→ The problem: Leave out the pictures; transcribe all else exactly.

→ Data for processing:
--- start ---

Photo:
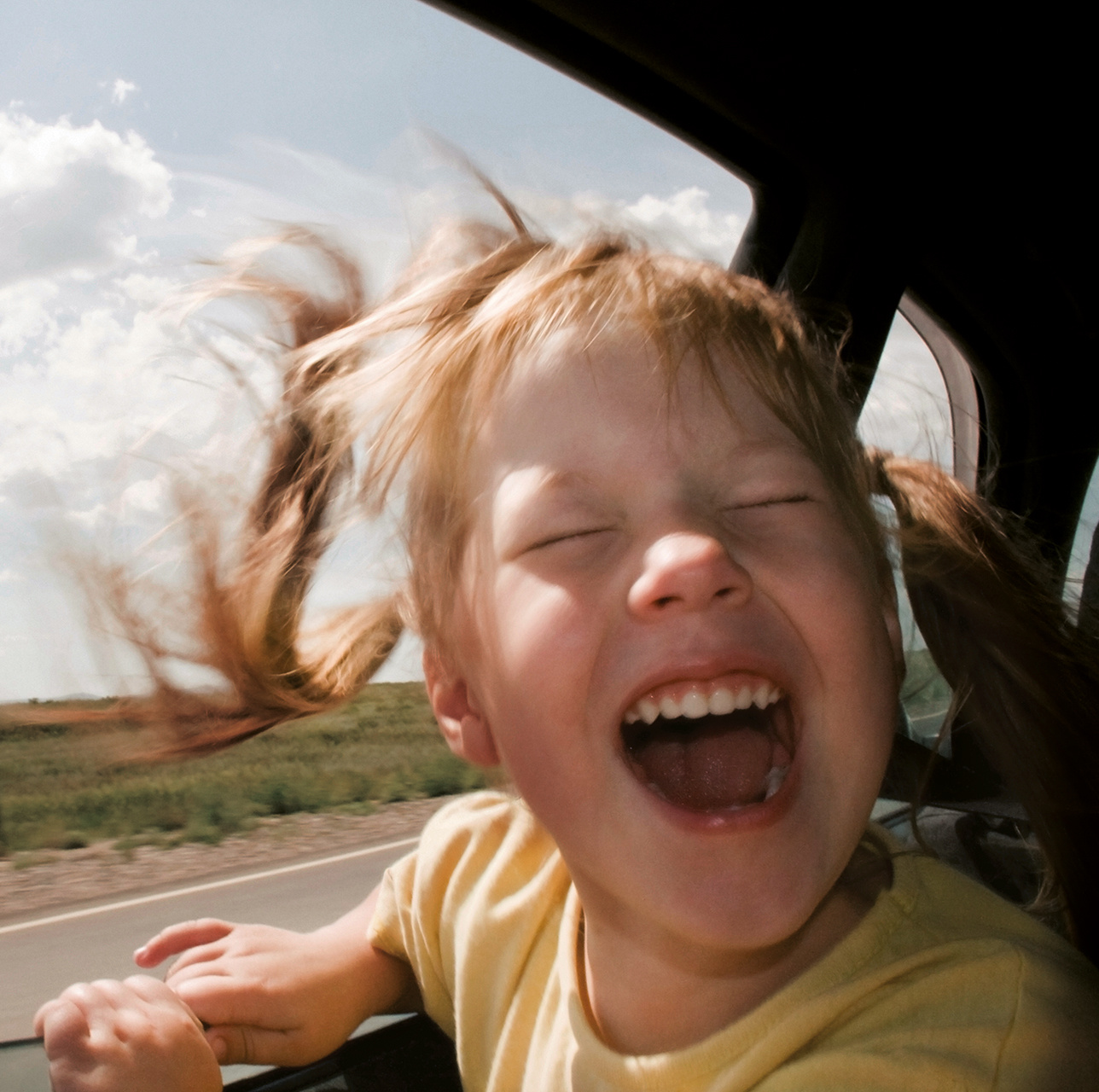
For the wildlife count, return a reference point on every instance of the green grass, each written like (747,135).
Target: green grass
(65,787)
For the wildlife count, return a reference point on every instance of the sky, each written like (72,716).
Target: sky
(137,138)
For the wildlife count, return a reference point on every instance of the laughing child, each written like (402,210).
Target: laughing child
(652,586)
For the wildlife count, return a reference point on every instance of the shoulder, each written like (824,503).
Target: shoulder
(484,847)
(957,968)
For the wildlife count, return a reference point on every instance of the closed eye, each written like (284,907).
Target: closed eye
(569,537)
(774,502)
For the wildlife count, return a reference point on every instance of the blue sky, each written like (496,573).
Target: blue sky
(137,136)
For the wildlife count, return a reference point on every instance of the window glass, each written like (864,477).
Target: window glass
(137,137)
(908,412)
(1082,544)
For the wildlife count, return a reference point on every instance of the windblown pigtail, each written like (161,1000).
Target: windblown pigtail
(247,600)
(1025,684)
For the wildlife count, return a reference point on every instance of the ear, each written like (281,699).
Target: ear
(464,729)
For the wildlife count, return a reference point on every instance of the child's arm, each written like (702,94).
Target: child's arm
(278,997)
(125,1037)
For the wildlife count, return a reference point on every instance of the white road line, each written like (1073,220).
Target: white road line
(206,886)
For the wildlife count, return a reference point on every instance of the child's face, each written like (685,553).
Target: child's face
(632,553)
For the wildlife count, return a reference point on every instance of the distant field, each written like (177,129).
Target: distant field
(65,787)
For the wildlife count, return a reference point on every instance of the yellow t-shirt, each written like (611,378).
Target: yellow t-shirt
(942,985)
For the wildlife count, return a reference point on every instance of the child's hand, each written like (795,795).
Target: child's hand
(273,996)
(128,1036)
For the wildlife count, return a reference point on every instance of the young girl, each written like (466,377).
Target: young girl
(651,584)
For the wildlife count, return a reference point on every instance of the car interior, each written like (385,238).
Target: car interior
(918,164)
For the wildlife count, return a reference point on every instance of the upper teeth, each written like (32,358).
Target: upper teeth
(695,702)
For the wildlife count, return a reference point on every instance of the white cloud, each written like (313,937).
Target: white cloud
(688,212)
(24,313)
(145,496)
(69,195)
(121,89)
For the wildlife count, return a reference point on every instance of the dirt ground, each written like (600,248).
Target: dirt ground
(75,878)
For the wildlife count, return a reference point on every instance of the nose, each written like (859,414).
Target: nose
(687,572)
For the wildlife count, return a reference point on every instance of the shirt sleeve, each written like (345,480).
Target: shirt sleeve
(434,903)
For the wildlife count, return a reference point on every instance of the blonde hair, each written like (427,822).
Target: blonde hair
(403,386)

--- end ---

→ Full answer:
Photo:
For the wildlife count, return a reference point on every instance of the green grass, each written like (747,135).
Target: green grass
(65,787)
For the wildlife count, return a reference point on every instance of the sky, each written like (72,716).
Target: sky
(137,138)
For the wildlife count, return a reference point on every instance of the laughing child, each written like (402,210).
Target: laughing child
(652,586)
For the wildlife count, return a reference point on every instance of the shoulder, each written like (824,503).
Target: shoulder
(484,847)
(957,968)
For the wildlife count, return a reference point on every instance of the closed eye, each written like (284,907).
Target: closed eye
(569,537)
(774,502)
For the wildlife count, return a reference point on every instance of the blue sky, each written like (496,573).
Target: blue sky
(137,136)
For the wildlife count, return a reference point on every instance of the window glass, each written like (864,477).
Target: window glass
(137,137)
(908,412)
(1082,544)
For the wildlife count, return a reference point on every instance of the windblown pigtail, each written like (161,1000).
Target: windblown pigtail
(247,600)
(1025,684)
For the wildlife count, return a reference point on every instance of the ear, each written like (281,699).
Target: ear
(464,729)
For the wildlife count, return a reference point on every instance of the child's arm, each written like (702,94).
Target: child's arm
(278,997)
(125,1037)
For the wildlife count, return a reference point on every instance of the white road line, each written like (1073,220).
Target: white road line
(206,886)
For the wildlife count, return a reference point on every instance of the child's face, each written like (685,553).
Target: child's face
(632,553)
For the wildlife count, return a reference point on every instance of the distant field, each written like (177,129).
Target: distant field
(65,787)
For the wildlife count, return a reference point on every instance of the yellow t-shirt, each written like (611,378).
Target: yellow t-shirt
(942,985)
For the wildlife count, return a reference point on every instance of the child's hand, each written like (795,795).
Target: child's hand
(273,996)
(128,1036)
For the wildlife count, return a reference point on every instance of the young girl, each written like (466,377).
Target: young girl
(651,584)
For the wildlife count, return a reference point on every instance of the car interior, each written like (385,238).
Target: car interior
(918,164)
For the wildlife count, return a reference point on every instance of the upper teeth, each written like (32,358).
Target: upper teeth
(695,702)
For the wildlife count, return a reference point on every instance of the white cloud, each written like (313,937).
Target: white cloud
(688,212)
(24,313)
(145,496)
(69,195)
(121,89)
For the wildlife count, return a reference point on every instance of the dirt ground, each written like (600,248).
Target: dirt ground
(75,878)
For the wildlife count, return a reference point on every instance of the nose, each written like (859,414).
Target: nose
(687,572)
For the wildlife count, return a reference point on every instance of the shirt sleeve, each written like (345,480).
Target: shirt sleeve
(434,903)
For the wildlife count, return a reference point on every instance of the blonde hair, each written like (427,822).
Target: blonde hair
(403,386)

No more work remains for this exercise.